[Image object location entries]
····················
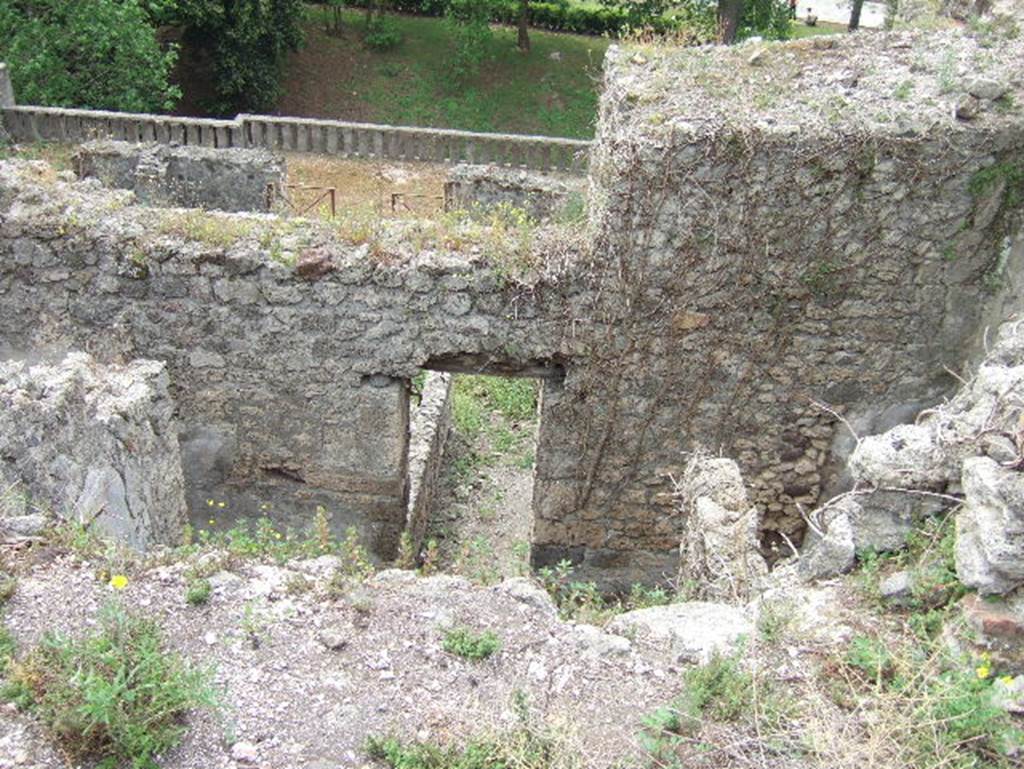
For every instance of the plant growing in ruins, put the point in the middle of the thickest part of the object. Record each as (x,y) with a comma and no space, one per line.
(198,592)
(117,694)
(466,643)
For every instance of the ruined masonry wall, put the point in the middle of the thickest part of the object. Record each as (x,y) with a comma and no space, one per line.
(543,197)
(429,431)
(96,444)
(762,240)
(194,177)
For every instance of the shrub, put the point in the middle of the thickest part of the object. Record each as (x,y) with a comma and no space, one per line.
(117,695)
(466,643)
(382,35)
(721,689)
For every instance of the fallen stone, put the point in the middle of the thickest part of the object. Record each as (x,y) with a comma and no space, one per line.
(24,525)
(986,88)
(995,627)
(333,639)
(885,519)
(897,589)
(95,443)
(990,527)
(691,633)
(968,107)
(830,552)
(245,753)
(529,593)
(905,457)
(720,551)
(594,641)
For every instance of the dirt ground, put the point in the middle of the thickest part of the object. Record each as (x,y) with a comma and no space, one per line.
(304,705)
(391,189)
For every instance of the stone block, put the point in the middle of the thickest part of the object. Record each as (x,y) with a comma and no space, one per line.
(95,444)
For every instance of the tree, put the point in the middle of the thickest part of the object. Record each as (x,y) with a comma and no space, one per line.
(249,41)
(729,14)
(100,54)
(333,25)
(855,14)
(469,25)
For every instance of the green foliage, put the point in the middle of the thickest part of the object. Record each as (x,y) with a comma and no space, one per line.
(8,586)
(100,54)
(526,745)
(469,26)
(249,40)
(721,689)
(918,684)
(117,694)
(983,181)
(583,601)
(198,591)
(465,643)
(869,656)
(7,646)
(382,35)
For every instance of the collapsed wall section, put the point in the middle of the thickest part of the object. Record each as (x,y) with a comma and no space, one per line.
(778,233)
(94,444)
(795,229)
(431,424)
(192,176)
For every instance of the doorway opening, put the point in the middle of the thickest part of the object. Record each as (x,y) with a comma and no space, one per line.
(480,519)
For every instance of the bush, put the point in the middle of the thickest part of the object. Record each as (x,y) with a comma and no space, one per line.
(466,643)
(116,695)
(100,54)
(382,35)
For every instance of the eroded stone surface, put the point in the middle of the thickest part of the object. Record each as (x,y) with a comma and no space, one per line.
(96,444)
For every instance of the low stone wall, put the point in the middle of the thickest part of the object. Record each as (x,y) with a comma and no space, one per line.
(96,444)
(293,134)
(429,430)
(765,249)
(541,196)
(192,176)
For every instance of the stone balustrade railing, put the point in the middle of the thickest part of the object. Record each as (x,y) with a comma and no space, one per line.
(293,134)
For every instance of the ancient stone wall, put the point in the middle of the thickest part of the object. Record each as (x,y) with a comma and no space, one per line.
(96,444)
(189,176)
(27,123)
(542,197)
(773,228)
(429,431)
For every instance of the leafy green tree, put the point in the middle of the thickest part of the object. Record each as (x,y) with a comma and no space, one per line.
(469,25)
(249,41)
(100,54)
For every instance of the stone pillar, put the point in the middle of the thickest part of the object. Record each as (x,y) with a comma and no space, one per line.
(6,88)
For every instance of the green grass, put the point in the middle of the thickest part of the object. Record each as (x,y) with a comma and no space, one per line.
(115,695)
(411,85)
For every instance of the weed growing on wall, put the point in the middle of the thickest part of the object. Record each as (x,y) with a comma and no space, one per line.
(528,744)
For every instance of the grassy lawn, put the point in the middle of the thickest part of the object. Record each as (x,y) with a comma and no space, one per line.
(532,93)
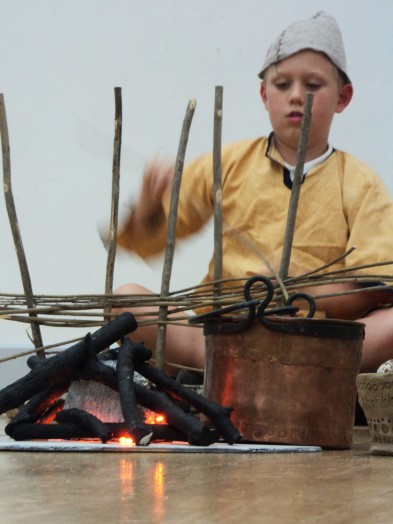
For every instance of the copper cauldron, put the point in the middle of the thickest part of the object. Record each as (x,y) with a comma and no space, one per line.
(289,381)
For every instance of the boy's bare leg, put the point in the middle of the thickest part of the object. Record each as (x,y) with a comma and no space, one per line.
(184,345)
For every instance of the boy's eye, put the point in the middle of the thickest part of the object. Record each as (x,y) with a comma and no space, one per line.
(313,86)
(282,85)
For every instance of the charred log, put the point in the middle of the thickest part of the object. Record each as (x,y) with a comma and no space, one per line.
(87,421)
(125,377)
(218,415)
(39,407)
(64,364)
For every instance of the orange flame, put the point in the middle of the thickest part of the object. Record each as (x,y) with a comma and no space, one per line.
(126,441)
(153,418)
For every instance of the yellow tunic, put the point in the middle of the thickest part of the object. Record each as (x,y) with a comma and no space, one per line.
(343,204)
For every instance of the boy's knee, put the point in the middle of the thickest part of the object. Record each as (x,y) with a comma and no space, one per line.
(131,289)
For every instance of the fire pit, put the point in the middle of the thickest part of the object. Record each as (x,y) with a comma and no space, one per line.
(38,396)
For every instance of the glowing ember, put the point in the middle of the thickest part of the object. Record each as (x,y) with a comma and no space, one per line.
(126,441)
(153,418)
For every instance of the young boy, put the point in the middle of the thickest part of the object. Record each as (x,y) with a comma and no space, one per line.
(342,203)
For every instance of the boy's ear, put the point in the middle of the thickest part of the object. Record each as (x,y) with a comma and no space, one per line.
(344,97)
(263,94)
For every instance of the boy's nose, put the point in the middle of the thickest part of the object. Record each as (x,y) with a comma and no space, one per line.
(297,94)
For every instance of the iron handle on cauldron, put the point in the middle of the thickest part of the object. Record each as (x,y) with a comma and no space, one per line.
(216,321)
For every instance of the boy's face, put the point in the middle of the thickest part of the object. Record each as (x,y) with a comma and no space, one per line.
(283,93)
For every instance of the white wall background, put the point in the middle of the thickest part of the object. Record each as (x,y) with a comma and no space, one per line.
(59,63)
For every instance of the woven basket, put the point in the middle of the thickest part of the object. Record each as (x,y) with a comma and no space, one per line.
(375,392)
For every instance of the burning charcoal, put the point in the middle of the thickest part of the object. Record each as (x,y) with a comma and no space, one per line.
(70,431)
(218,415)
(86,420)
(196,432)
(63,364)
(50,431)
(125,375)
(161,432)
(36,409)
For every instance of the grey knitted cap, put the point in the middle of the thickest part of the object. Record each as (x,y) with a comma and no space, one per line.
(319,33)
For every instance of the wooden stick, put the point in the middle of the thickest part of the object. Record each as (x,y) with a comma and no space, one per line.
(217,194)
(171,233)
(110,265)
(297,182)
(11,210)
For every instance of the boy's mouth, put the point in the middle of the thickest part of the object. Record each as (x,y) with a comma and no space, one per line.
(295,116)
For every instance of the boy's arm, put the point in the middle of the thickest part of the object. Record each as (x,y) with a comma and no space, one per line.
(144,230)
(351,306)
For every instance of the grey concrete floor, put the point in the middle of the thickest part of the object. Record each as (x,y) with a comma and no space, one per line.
····················
SET PROBLEM - Your task is to output exactly the lines running from the one with "For every instance of the wooden" through the final line of the material above, with both ends included.

WORKED SOLUTION -
For every instance of the wooden stick, put the point in the middle of the thickest part of the object. Record each as (x,y) with a comma and no space, one per line.
(217,194)
(171,233)
(110,265)
(297,182)
(11,210)
For every instance of the boy's mouth, put the point in the middle of the thickest part of the object. Record each as (x,y) with a comma and no space, one per line.
(295,116)
For every instance of the boy's arm, put the point in the middle of the thickest part of the object. Record each as (x,y) with a comma and no space, one per line.
(144,230)
(351,306)
For every instance of the grey concrete floor, put the point in the middle of the thickest part of the object. Record each as (x,y) with a comma and no space, one per line.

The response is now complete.